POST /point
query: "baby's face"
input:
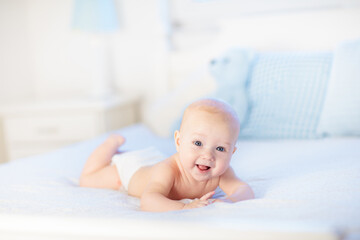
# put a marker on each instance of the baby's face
(205, 144)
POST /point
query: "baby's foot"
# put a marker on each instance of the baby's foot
(117, 139)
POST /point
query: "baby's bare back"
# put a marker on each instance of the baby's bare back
(180, 188)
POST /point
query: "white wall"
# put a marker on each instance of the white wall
(43, 57)
(15, 77)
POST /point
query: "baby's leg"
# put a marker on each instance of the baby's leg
(98, 172)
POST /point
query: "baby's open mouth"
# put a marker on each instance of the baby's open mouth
(202, 167)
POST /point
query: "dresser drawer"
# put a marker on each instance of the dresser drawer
(50, 128)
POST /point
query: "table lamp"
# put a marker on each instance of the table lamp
(98, 18)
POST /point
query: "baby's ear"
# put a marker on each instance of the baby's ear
(177, 139)
(235, 148)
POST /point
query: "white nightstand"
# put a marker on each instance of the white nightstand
(35, 127)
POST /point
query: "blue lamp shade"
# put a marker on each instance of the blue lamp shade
(95, 15)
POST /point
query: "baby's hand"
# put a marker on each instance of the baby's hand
(202, 202)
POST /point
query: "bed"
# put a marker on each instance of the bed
(306, 178)
(304, 190)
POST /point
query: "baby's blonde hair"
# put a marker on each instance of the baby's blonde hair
(214, 106)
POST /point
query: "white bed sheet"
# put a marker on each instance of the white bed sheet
(300, 185)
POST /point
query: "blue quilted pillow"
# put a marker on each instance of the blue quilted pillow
(286, 95)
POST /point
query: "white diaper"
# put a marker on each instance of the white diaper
(128, 163)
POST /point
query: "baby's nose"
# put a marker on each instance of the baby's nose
(208, 155)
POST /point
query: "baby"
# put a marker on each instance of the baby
(205, 144)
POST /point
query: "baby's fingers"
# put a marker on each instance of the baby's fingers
(207, 196)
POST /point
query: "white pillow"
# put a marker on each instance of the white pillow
(341, 111)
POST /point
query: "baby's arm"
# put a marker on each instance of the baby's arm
(235, 189)
(98, 172)
(154, 197)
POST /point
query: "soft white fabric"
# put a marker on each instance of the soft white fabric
(128, 163)
(296, 182)
(341, 112)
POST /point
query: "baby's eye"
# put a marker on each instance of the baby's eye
(221, 149)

STATED PROBLEM: Report each line above that contains the word "open". Case counts.

SOLUTION:
query: "baby's open mouth"
# put a marker on each instance of the baby's open mouth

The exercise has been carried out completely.